» **GOAL**: Rewrite the stretch of lines from the one containing "task: segment every instance of the granite" through the one containing "[[[44,39],[44,47],[52,57],[66,57],[62,44],[50,34]]]", changing "spire" to "pinnacle" and leaving everything else as it is.

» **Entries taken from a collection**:
— Begin —
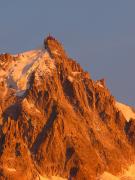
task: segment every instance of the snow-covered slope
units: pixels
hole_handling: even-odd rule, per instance
[[[127,121],[129,121],[131,118],[135,119],[135,112],[132,110],[130,106],[127,106],[120,102],[116,102],[116,107],[119,111],[122,112]]]
[[[16,90],[17,95],[22,95],[29,88],[29,78],[35,70],[38,80],[41,76],[51,74],[51,71],[55,69],[54,61],[45,49],[27,51],[14,57],[15,61],[12,62],[3,78],[6,79],[8,87]]]

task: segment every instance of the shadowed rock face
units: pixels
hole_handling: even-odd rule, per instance
[[[127,125],[104,80],[93,81],[55,38],[44,44],[55,68],[32,71],[25,95],[8,87],[0,97],[1,179],[119,173],[134,160],[134,124]]]

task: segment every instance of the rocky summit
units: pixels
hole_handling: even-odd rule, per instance
[[[120,179],[134,165],[134,119],[52,36],[0,55],[0,180]]]

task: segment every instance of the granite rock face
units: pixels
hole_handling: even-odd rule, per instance
[[[48,36],[44,48],[0,56],[0,179],[118,174],[134,161],[134,123],[127,124],[104,80],[93,81],[60,42]],[[23,58],[30,63],[20,90],[22,77],[12,75],[11,86],[6,72]]]

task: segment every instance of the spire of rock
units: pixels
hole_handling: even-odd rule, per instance
[[[44,39],[44,47],[52,57],[66,57],[62,44],[50,34]]]

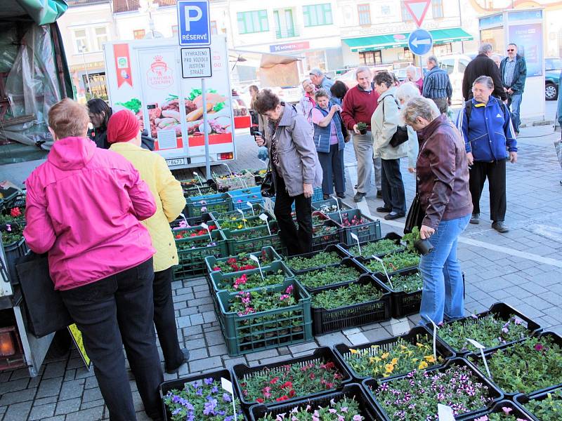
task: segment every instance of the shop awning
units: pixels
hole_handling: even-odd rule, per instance
[[[472,35],[465,32],[462,28],[459,27],[433,29],[429,32],[433,37],[433,44],[436,44],[457,41],[470,41],[473,39]],[[408,36],[410,36],[410,32],[403,32],[401,34],[362,36],[361,38],[348,38],[344,39],[344,42],[349,46],[352,51],[360,53],[372,50],[384,50],[385,48],[407,46]]]

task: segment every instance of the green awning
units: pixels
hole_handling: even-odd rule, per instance
[[[433,37],[434,44],[457,41],[470,41],[473,39],[472,35],[465,32],[462,28],[458,27],[433,29],[429,32]],[[406,47],[408,45],[408,36],[410,36],[410,32],[403,32],[401,34],[388,34],[374,36],[362,36],[361,38],[348,38],[344,39],[344,42],[349,46],[352,51],[361,53],[372,50]]]

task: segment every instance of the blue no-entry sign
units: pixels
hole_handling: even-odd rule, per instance
[[[178,1],[178,34],[181,46],[211,45],[211,15],[206,0]]]
[[[408,37],[410,51],[416,55],[423,55],[429,53],[433,45],[431,34],[425,29],[416,29]]]

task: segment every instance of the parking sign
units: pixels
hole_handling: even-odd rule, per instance
[[[181,46],[210,46],[209,1],[178,0],[178,34]]]

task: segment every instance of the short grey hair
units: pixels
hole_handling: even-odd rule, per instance
[[[441,113],[439,112],[439,109],[433,100],[419,95],[410,100],[400,110],[400,116],[408,126],[414,124],[418,117],[433,121],[440,115]]]
[[[373,74],[371,73],[371,69],[367,66],[359,66],[357,69],[355,69],[355,79],[357,79],[357,76],[359,76],[360,73],[368,73],[371,75],[371,77],[373,76]]]
[[[430,55],[429,57],[428,57],[428,58],[427,58],[427,61],[431,61],[431,62],[433,62],[433,64],[434,64],[436,66],[438,66],[438,65],[439,65],[439,60],[437,60],[437,58],[436,58],[435,55]]]
[[[494,88],[494,81],[489,76],[479,76],[472,82],[472,87],[476,83],[483,83],[488,89]]]
[[[493,51],[494,48],[492,48],[492,44],[489,42],[485,42],[481,44],[480,47],[478,48],[478,54],[488,54],[489,52]]]
[[[320,97],[326,97],[327,98],[329,98],[329,94],[328,93],[328,91],[326,91],[325,89],[320,88],[314,94],[314,99],[318,101],[318,98]]]
[[[398,100],[403,100],[405,102],[407,102],[412,98],[419,96],[419,89],[413,83],[406,82],[396,88],[395,95]]]
[[[314,67],[313,69],[311,69],[311,71],[308,72],[308,74],[314,74],[315,76],[322,76],[322,74],[324,74],[324,72],[318,67]]]

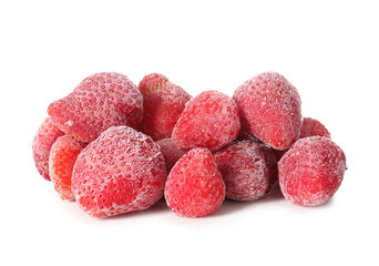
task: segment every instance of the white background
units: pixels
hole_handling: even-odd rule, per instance
[[[376,1],[1,1],[1,265],[378,265]],[[273,195],[205,218],[152,208],[98,219],[35,171],[47,106],[85,76],[160,72],[229,95],[264,71],[299,91],[347,155],[327,204]]]

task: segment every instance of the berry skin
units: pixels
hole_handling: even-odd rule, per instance
[[[329,131],[325,127],[324,124],[321,124],[321,122],[315,119],[304,117],[299,139],[317,135],[330,139]]]
[[[79,153],[85,147],[69,135],[60,136],[51,147],[49,157],[49,174],[55,191],[63,201],[74,201],[71,191],[73,166]]]
[[[215,212],[225,198],[225,184],[207,149],[187,152],[168,174],[164,196],[180,216],[201,217]]]
[[[183,150],[206,147],[215,152],[234,141],[239,129],[236,103],[224,93],[206,91],[187,102],[172,139]]]
[[[181,150],[172,139],[163,139],[156,142],[161,146],[161,152],[166,161],[167,173],[174,167],[175,163],[186,153]]]
[[[143,98],[126,75],[103,72],[88,76],[68,96],[51,103],[48,113],[65,134],[91,142],[111,126],[136,129]]]
[[[266,164],[268,167],[269,182],[266,193],[269,193],[272,188],[278,183],[278,161],[276,160],[274,149],[266,146],[265,144],[258,144],[263,152]]]
[[[238,141],[252,141],[254,143],[263,143],[258,137],[247,133],[244,129],[240,129],[238,137]]]
[[[242,126],[276,150],[290,147],[301,130],[301,101],[283,75],[265,72],[237,88]]]
[[[317,135],[331,139],[329,131],[325,127],[324,124],[321,124],[321,122],[315,119],[304,117],[299,139]],[[277,161],[279,161],[287,151],[288,150],[274,150]]]
[[[145,75],[139,89],[144,109],[141,132],[156,141],[170,137],[191,95],[166,76],[156,73]]]
[[[234,142],[215,153],[215,162],[223,175],[227,198],[255,201],[268,190],[269,171],[262,145]]]
[[[325,136],[298,140],[278,163],[279,185],[286,200],[305,206],[328,201],[346,170],[344,151]]]
[[[38,172],[47,181],[50,181],[49,155],[51,146],[57,139],[62,135],[64,135],[64,133],[54,125],[50,116],[42,122],[37,131],[37,134],[34,135],[32,142],[34,164]]]
[[[79,154],[72,191],[86,213],[107,217],[153,205],[166,177],[160,145],[132,127],[112,126]]]

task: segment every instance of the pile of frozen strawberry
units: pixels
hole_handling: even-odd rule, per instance
[[[139,86],[98,73],[49,105],[33,158],[62,200],[95,217],[145,209],[162,196],[177,215],[199,217],[225,197],[255,201],[273,187],[314,206],[340,186],[346,157],[300,105],[296,88],[274,72],[233,98],[192,98],[156,73]]]

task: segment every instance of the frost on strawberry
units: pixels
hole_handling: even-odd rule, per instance
[[[246,81],[234,93],[242,126],[267,145],[286,150],[299,137],[301,100],[283,75],[265,72]]]
[[[172,139],[163,139],[156,142],[161,146],[164,158],[166,160],[167,173],[175,163],[186,153],[180,149]]]
[[[48,113],[65,134],[91,142],[111,126],[136,129],[143,98],[126,75],[103,72],[90,75],[68,96],[51,103]]]
[[[196,147],[181,157],[168,174],[164,195],[180,216],[215,212],[225,198],[225,184],[209,150]]]
[[[224,93],[206,91],[187,102],[172,139],[183,150],[206,147],[215,152],[234,141],[239,130],[236,103]]]
[[[269,168],[262,144],[235,142],[215,153],[223,175],[226,197],[235,201],[255,201],[269,187]]]
[[[298,140],[278,163],[286,200],[306,206],[327,202],[340,186],[346,170],[344,151],[325,136]]]
[[[140,130],[153,140],[170,137],[191,95],[163,74],[156,73],[145,75],[139,89],[144,109]]]
[[[153,205],[166,177],[158,144],[129,126],[112,126],[79,154],[72,191],[86,213],[107,217]]]
[[[35,167],[38,172],[48,181],[50,181],[49,155],[51,146],[57,139],[62,135],[64,135],[64,133],[54,125],[49,116],[38,129],[32,142],[32,154]]]
[[[54,190],[63,201],[74,201],[71,191],[73,166],[79,153],[85,146],[69,135],[60,136],[51,147],[49,157],[49,174]]]

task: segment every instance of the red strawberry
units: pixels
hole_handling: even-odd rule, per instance
[[[304,117],[299,139],[307,136],[326,136],[330,139],[329,131],[321,122],[310,117]]]
[[[71,176],[79,153],[85,146],[69,135],[60,136],[51,147],[49,173],[55,191],[63,201],[74,201]]]
[[[161,152],[166,160],[167,173],[170,173],[171,168],[186,152],[181,150],[172,139],[163,139],[156,143],[161,146]]]
[[[34,135],[32,150],[33,160],[38,172],[48,181],[49,176],[49,154],[52,144],[58,137],[64,133],[60,131],[52,122],[51,117],[47,117]]]
[[[164,195],[180,216],[201,217],[215,212],[225,197],[225,184],[207,149],[193,149],[172,168]]]
[[[225,182],[226,197],[255,201],[266,193],[269,171],[260,144],[234,142],[216,152],[215,161]]]
[[[304,139],[307,136],[317,136],[317,135],[326,136],[330,139],[329,131],[325,127],[324,124],[321,124],[321,122],[315,119],[304,117],[299,139]],[[288,150],[284,150],[284,151],[274,150],[277,161],[279,161],[287,151]]]
[[[340,186],[346,170],[344,151],[325,136],[298,140],[278,163],[283,195],[299,205],[319,205]]]
[[[112,126],[78,156],[72,191],[90,215],[113,216],[144,209],[163,195],[166,165],[150,136]]]
[[[153,137],[170,137],[191,95],[162,74],[148,74],[139,84],[144,116],[140,130]]]
[[[94,141],[114,125],[137,127],[143,99],[126,75],[104,72],[84,79],[68,96],[50,104],[58,127],[76,141]]]
[[[277,150],[286,150],[299,137],[301,101],[283,75],[265,72],[237,88],[233,99],[239,108],[242,126]]]
[[[263,143],[258,137],[252,135],[250,133],[247,133],[244,129],[240,129],[238,137],[238,141],[252,141],[254,143]]]
[[[184,150],[207,147],[217,151],[234,141],[239,129],[236,103],[224,93],[206,91],[187,102],[172,139]]]

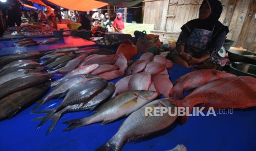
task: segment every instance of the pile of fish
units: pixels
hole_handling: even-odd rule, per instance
— End —
» **SOLUTION FOR THIS PROBLEM**:
task: segment every instance of the granite rock face
units: pixels
hole_handling: even-odd rule, per instance
[[[48,36],[44,48],[0,56],[0,179],[118,174],[134,161],[134,123],[127,124],[104,80],[93,81],[60,42]],[[23,58],[30,63],[20,90],[22,77],[12,75],[11,86],[6,72]]]

task: segment every instance of the pinnacle of rock
units: pixels
hole_handling: even-odd rule, per instance
[[[44,39],[44,47],[52,57],[66,57],[62,44],[50,34]]]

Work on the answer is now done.